# Start of Selected text
Today the ACLU filed a lawsuit under the Freedom of Information Act to force the FBI to release two memos guiding the bureau’s policy on GPS tracking. The memos were written in the wake of the Supreme Court’s January decision in U.S. v. Jones, which held that the Fourth Amendment applies when the government secretly attaches a GPS device to a car and tracks its movements. (See today’s legal complaint, our original FOIA request (made July 18), and a blog post we wrote about that request).
The Jones decision shed some light on the proper use of GPS devices by law enforcement, but it leaves several issues unresolved. For instance, is GPS tracking the sort of search that obligates law enforcement agents to obtain a warrant based on probable cause? Is GPS use proper if an agent has a reasonable belief that a search would turn up evidence of wrongdoing? Does Jones apply to other types of searches, such as tracking the location of a cell phone?
The two memos we’ve asked for may show how the FBI has resolved these unanswered questions. We know about the memos’ existence from a talk given by FBI General Counsel Andrew Weissmann in February. He said that one memo focuses exclusively on the use of GPS tracking, and suggested that it covers questions like whether Jones applies to other forms of transportation like airplanes and boats, and whether it applies at international borders. Weissmann said the other memo sets forth the FBI’s guidance on how Jones applies to other evidence-gathering techniques, beyond GPS.
# End of Selected text
# Start of Data lines
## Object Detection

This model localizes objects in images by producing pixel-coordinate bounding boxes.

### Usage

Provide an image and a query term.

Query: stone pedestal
# End of Data lines
What is being asked
In the passage on the ACLU's lawsuit over the FBI's GPS memos, whose talk revealed that the two memos exist? The data comes from a separate source.

Solution for this task
A talk given in February by FBI General Counsel Andrew Weissmann.